▶ Task prompt:
Pull out every line below word for word, leaving out the pictures.

▶ Data for processing:

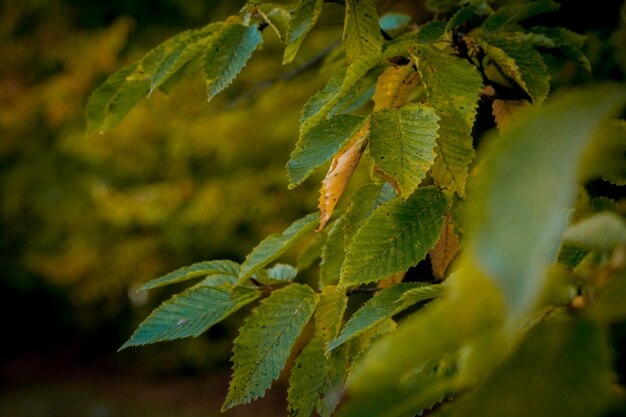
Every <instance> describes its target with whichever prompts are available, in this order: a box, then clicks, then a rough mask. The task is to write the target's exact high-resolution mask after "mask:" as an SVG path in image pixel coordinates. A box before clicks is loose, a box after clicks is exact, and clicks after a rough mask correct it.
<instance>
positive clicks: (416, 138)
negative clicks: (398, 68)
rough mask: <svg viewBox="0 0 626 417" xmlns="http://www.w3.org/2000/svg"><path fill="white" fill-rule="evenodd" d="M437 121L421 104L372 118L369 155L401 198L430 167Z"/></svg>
mask: <svg viewBox="0 0 626 417" xmlns="http://www.w3.org/2000/svg"><path fill="white" fill-rule="evenodd" d="M438 121H439V117H438V116H437V115H436V114H435V111H434V110H433V109H432V108H429V107H426V106H425V105H423V104H421V103H413V104H409V105H406V106H404V107H401V108H399V109H383V110H382V111H380V112H378V113H374V115H373V116H372V124H371V127H370V152H371V155H372V157H373V158H374V160H375V161H376V165H377V166H378V168H379V169H380V170H381V171H382V173H383V174H384V177H385V178H386V179H387V180H389V182H390V183H391V184H392V185H394V187H395V188H397V189H398V190H399V194H400V195H401V196H402V197H404V198H406V197H408V196H409V195H410V194H411V193H412V192H413V191H415V189H416V188H417V186H418V185H419V183H420V181H421V180H422V179H423V178H424V177H425V176H426V171H428V170H429V169H430V167H431V165H432V164H433V161H434V159H435V151H434V148H435V140H436V138H437V130H438V129H439V126H438V124H437V122H438Z"/></svg>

▶ Response area:
Every <instance> describes its target with whichever prompts are available, in this order: a box, then clicks, then a rough mask. The task is to write the target's exact high-resolution mask after "mask:" as an SVG path in image pixel coordinates. A box before clicks is loose, a box after clicks is exact, and clicks after a rough mask correct it.
<instance>
positive clicks: (416, 138)
negative clicks: (398, 68)
rough mask: <svg viewBox="0 0 626 417" xmlns="http://www.w3.org/2000/svg"><path fill="white" fill-rule="evenodd" d="M437 121L421 104L372 118L369 155L401 198L430 167Z"/></svg>
mask: <svg viewBox="0 0 626 417" xmlns="http://www.w3.org/2000/svg"><path fill="white" fill-rule="evenodd" d="M438 121H439V117H438V116H437V115H436V114H435V111H434V110H433V109H432V108H429V107H426V106H425V105H423V104H421V103H413V104H409V105H406V106H404V107H401V108H399V109H383V110H382V111H380V112H378V113H374V115H373V116H372V124H371V127H370V152H371V155H372V157H373V158H374V160H375V161H376V165H377V166H378V168H379V169H380V170H381V171H382V173H383V174H384V177H385V178H386V179H387V180H389V182H390V183H391V184H392V185H394V187H395V188H397V189H398V190H399V194H400V195H401V196H402V197H404V198H406V197H408V196H409V195H410V194H411V193H412V192H413V191H415V189H416V188H417V186H418V185H419V183H420V181H421V180H422V179H423V178H424V177H425V176H426V171H428V170H429V169H430V167H431V165H432V164H433V161H434V159H435V151H434V148H435V140H436V138H437V130H438V129H439V126H438V124H437V122H438Z"/></svg>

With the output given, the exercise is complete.